Give back, character for character, the line that includes "like [[1033, 349]]." and all lines beneath it in the data.

□ □ □ □

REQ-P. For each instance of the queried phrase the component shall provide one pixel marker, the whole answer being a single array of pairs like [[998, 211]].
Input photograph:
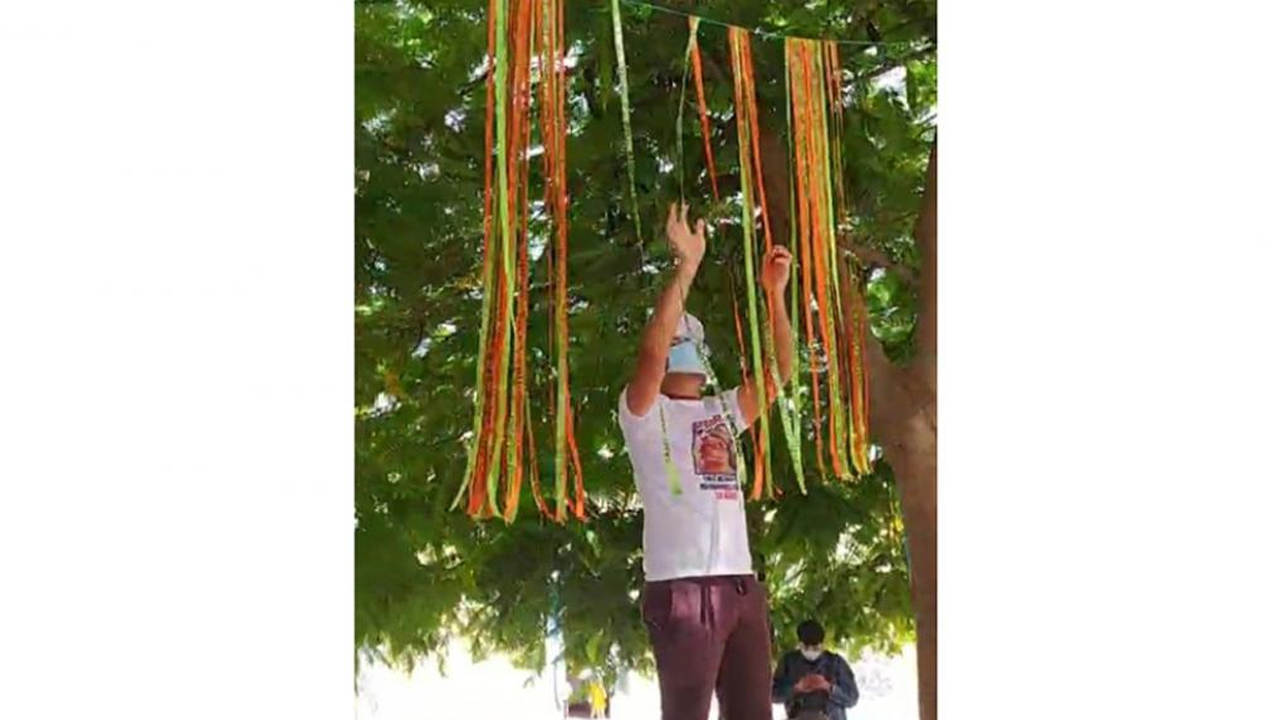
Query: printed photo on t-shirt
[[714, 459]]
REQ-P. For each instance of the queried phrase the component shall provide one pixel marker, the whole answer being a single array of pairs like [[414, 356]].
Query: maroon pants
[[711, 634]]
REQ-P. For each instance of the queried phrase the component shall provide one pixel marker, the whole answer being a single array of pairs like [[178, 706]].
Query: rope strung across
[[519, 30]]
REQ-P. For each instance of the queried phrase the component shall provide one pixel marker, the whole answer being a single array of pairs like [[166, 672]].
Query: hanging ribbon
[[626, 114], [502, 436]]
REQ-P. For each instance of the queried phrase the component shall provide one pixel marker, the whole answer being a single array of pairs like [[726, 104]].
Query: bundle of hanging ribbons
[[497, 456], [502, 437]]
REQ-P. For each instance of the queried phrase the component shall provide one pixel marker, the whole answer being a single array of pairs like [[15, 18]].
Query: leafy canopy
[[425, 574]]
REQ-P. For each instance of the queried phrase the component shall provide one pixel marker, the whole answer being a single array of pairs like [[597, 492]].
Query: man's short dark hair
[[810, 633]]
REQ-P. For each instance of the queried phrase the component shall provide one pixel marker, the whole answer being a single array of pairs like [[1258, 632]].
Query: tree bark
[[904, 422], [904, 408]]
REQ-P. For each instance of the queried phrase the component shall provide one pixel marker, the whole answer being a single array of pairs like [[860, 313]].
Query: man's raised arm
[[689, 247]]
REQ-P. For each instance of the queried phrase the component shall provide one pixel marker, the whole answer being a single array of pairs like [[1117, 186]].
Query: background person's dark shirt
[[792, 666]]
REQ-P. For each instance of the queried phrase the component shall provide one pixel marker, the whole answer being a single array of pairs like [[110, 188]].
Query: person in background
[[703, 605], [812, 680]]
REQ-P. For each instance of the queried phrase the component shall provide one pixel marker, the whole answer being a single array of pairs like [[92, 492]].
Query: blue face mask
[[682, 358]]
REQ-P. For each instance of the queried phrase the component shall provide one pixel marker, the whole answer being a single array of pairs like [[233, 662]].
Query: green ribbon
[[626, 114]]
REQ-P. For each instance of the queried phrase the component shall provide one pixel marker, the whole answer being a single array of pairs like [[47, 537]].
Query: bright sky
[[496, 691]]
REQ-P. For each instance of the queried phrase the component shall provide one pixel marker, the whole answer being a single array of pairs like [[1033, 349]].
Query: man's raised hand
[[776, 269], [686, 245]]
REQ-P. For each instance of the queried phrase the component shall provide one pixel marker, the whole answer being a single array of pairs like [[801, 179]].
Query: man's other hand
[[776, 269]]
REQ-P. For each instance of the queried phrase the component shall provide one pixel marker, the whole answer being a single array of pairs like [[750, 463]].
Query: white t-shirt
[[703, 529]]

□ □ □ □

**Exercise answer**
REQ-P. For each instance of the queried phrase the component shall provide one pixel marker, the whole answer being a single array of pairs like [[1033, 349]].
Query: man's raised hand
[[776, 269], [686, 245]]
REQ-P. For each instance of the queried phrase the component shall provide one pixel marker, the whole answer being a single array of pairs like [[801, 179]].
Query: man's other hand
[[776, 269]]
REQ-P. For each instance of the queried phrase the component shall provide one pixel marker, the whole answer being a single array of pairs like [[750, 463]].
Query: white t-shirt
[[703, 529]]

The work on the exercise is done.